■ ENTRIES SUPPLIED
━━━━

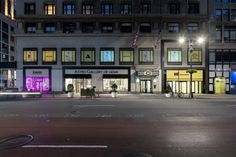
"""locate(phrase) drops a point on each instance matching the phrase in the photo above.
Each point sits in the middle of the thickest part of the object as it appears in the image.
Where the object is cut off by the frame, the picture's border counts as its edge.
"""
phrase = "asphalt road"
(108, 127)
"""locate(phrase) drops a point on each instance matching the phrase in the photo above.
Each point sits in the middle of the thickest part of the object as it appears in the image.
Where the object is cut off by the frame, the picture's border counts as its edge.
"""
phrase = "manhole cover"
(15, 141)
(137, 155)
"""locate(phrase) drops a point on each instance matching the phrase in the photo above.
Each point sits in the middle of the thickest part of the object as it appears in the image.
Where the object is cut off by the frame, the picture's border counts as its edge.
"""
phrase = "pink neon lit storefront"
(37, 80)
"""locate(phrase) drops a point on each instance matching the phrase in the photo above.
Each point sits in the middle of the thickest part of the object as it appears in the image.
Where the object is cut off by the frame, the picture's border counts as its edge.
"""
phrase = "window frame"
(106, 11)
(73, 50)
(194, 62)
(49, 49)
(66, 10)
(174, 62)
(107, 62)
(120, 57)
(28, 10)
(82, 62)
(30, 62)
(146, 62)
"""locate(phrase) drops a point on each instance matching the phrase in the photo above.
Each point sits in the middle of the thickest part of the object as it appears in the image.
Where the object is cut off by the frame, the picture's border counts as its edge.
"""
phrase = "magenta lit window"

━━━━

■ TASK TO CARRY OUT
Rewrite all the entries with every "drops a point on" changed to "places a marker on" and nothing else altered. Leave out the pictures.

■ RESPONSE TO THIS TASK
"""locate(phrase) places a marker on each instance matching the phrase in the photo above.
Each point sits in the middle of the thickest part of the object as it appears in the image.
Where the object is cut off by the frame, the picture's border counts as its edge.
"""
phrase = "asphalt road"
(108, 127)
"""locate(phrase) places a marker on each instance matching the phrase in the photo above.
Each point sits in the middle of the thickest part of the object as it appears in the image.
Where the object is cut off by the frame, the picture's border counts as its edge.
"""
phrase = "manhole cover"
(15, 141)
(137, 155)
"""locate(phrase) places a marker on each instance matching the phrase in the photo above.
Each point sits in the middle of the thickest part of the object as it appears in the image.
Where the object is cut off by the frame, the picture's border counts as its edge.
"""
phrase = "pink neon lit storefront"
(37, 80)
"""locate(phrase) places a marker on each instance matching the phrase in the photo above.
Each point sits in the middle of the thickest part of the object as it appears in the image.
Where the object is cut off by the frame, the picture's border counts as its edge.
"""
phrase = "window frame"
(106, 11)
(73, 50)
(194, 62)
(49, 49)
(66, 10)
(174, 62)
(107, 62)
(120, 57)
(28, 10)
(82, 62)
(30, 62)
(146, 62)
"""locate(phrase) places a marker on each instance matching the phrase in the photo above.
Each point sits in the middle of the thickest part of the object as it appears in the image.
Where the object is cut off by the frame, the picture's border counts as its edge.
"""
phrase = "magenta lit window"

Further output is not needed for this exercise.